> **Exercise brief**
Return the data below in full, matching every line exactly.

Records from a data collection
Start of Block

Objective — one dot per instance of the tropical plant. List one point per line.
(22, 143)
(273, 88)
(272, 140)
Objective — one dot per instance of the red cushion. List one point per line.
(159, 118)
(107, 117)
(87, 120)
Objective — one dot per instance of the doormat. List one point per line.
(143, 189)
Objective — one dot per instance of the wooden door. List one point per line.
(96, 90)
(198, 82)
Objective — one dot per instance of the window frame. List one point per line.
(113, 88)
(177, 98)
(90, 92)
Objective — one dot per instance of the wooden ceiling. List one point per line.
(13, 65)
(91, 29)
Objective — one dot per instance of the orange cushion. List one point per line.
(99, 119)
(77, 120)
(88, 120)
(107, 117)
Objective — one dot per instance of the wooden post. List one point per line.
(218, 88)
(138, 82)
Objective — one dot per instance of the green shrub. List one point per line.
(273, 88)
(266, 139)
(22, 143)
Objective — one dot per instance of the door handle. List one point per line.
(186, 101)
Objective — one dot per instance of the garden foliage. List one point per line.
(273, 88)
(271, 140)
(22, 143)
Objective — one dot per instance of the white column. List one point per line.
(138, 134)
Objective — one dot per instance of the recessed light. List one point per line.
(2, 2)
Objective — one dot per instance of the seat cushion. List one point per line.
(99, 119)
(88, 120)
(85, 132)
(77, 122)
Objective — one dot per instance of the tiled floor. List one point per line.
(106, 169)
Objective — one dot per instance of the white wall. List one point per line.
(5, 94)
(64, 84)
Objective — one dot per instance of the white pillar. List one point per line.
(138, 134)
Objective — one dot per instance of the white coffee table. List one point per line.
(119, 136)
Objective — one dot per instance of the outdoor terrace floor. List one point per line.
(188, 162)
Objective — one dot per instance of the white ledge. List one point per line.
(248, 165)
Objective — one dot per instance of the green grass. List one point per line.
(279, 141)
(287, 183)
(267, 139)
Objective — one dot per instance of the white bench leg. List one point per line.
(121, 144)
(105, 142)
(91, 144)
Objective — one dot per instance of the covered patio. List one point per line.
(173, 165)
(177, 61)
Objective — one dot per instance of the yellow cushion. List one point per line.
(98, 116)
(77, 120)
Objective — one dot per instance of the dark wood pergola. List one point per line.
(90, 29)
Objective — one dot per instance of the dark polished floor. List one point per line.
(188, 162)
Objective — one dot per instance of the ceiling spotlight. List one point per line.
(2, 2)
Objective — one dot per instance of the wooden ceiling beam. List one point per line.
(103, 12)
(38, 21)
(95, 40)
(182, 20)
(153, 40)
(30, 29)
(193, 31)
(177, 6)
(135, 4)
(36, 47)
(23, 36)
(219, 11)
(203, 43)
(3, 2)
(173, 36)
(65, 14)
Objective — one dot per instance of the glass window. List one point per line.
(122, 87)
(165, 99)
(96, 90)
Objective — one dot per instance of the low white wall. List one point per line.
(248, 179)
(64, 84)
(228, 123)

End of Block

> **Output for this exercise**
Objective — one dot per instance of the tropical plant. List one point per line.
(22, 143)
(273, 88)
(272, 140)
Objective — one dot per instance of the red cushion. List one point per line.
(159, 118)
(107, 117)
(87, 120)
Objective — one dot per instance of the doormat. List one point per line.
(143, 189)
Objective — one dot per instance of the wooden door. List one point per line.
(96, 90)
(198, 82)
Objective — one dot per instance of the window frame. List one point per line.
(113, 88)
(177, 98)
(90, 92)
Objective — one dot per instance of the wooden ceiling. List one point per line.
(13, 65)
(91, 29)
Objective — one dot per instance of the orange cushion. List one point per line.
(99, 119)
(77, 120)
(88, 120)
(107, 117)
Objective — one dot per instance of the wooden post. List one point per line.
(218, 88)
(138, 82)
Objective — one dot per instance of the green shrub. List one point per line.
(273, 88)
(266, 139)
(22, 143)
Objective — one dot per instance of the door handle. List one point per line.
(186, 101)
Objective — one dot per instance of the garden foliage. List one point per line.
(273, 88)
(271, 140)
(22, 143)
Objective — one dot per instance of the white column. List one point per line.
(138, 134)
Objective — one dot per instance of the recessed light. List one point per line.
(2, 2)
Objective — one dot per instance of the seat cushion. List one point per line.
(99, 119)
(88, 120)
(85, 132)
(77, 122)
Objective — one dot per instance of the tiled floor. List one point per line.
(106, 169)
Objective — one dot per instance of the white wall. List one point per line.
(5, 94)
(64, 84)
Objective — one dot per instance of the white pillar. List one point per line.
(138, 134)
Objective — one dot per instance of the white coffee table. List one point per line.
(119, 136)
Objective — one dot per instance of the outdoor terrace floor. List one point per line.
(188, 162)
Objective — one dot per instance of the white ledge. List one point per line.
(248, 165)
Objective — one dot per instance of the green grass. List one point per line.
(279, 141)
(287, 183)
(267, 139)
Objective — one dot per instance of the white bench leg. List one point per line.
(121, 144)
(105, 142)
(91, 144)
Objective — one dot per instance of the covered patio. List one point per line.
(173, 165)
(177, 61)
Objective — one dot per instance of the yellow cushion. List one point per line.
(98, 116)
(77, 120)
Objective — one dot per instance of the dark wood pergola. List one point per line.
(90, 29)
Objective — one dot per instance of the dark polished floor. List one point per line.
(188, 162)
Objective — one dot per instance of the ceiling spotlight. List one point per line.
(2, 2)
Objective — one dot per instance of the wooden ceiling beam. List one point per line.
(103, 12)
(38, 21)
(95, 40)
(182, 20)
(153, 40)
(30, 29)
(193, 31)
(177, 6)
(135, 4)
(36, 47)
(23, 36)
(219, 11)
(203, 43)
(3, 2)
(173, 36)
(65, 14)
Objective — one dot per instance of the glass window. List one point per line.
(122, 87)
(165, 99)
(96, 90)
Objective — one dot per instance of the low white wall. List one point per line.
(248, 179)
(64, 84)
(228, 123)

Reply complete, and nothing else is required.